WORK REQUIRED
Copy out the stretch of the data below from the line that contains "to the vaulted" through the end of the data, word for word, and nothing else.

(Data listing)
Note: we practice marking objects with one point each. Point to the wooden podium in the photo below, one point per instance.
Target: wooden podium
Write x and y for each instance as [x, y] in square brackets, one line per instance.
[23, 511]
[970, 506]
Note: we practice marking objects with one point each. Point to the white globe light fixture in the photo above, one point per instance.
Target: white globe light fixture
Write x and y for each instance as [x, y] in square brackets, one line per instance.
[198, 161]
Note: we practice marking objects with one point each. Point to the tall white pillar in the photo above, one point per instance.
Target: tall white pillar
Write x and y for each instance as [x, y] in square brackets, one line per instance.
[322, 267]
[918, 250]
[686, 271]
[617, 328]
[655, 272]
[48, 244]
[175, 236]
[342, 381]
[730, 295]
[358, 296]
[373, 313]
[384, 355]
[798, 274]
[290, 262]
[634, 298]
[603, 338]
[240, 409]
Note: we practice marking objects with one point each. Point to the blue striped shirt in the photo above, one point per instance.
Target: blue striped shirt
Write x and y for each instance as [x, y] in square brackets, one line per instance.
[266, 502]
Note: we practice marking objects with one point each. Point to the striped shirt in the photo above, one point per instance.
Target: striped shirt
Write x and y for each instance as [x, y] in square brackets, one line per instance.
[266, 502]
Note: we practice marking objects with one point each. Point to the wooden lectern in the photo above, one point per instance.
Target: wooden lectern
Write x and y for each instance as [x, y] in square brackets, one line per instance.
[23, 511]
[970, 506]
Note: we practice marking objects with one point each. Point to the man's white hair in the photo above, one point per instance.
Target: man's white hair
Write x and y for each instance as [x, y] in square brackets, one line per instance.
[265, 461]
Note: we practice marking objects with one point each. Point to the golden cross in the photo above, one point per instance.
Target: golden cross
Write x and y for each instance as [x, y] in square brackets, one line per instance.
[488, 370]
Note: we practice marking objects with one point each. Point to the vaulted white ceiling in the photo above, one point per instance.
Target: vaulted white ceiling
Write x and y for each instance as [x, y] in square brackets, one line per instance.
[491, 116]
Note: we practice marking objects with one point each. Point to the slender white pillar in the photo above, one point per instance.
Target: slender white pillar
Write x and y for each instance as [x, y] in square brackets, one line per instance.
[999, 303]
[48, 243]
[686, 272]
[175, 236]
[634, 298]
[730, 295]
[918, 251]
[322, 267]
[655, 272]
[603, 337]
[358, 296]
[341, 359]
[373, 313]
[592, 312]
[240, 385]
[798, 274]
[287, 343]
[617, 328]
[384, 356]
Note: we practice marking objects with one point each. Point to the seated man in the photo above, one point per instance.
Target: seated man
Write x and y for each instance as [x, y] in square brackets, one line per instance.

EXERCISE RESULT
Note: we practice marking objects with one point each. Point to the vaulted white ceiling in the photo above, one point per instance.
Target: vaulted white ceiling
Write x and y for each instance as [x, y] in square brackets, one line per instance.
[491, 116]
Note: we practice marking objects with one point each. Point to the slender white pillar in the photo above, one point per instance.
Target: slender white pillar
Write x and y for each instance as [x, y] in square brackets, one line per instance.
[999, 303]
[48, 243]
[686, 272]
[175, 236]
[634, 298]
[730, 295]
[918, 251]
[322, 267]
[655, 272]
[603, 337]
[358, 296]
[341, 359]
[373, 313]
[592, 312]
[240, 385]
[798, 274]
[287, 343]
[617, 328]
[384, 356]
Note: we practice marking objects with one point each. Point to the seated man in the photo above, one point per instance.
Target: seated man
Write x and y for each instance as [x, y] in square brackets, one line per instance.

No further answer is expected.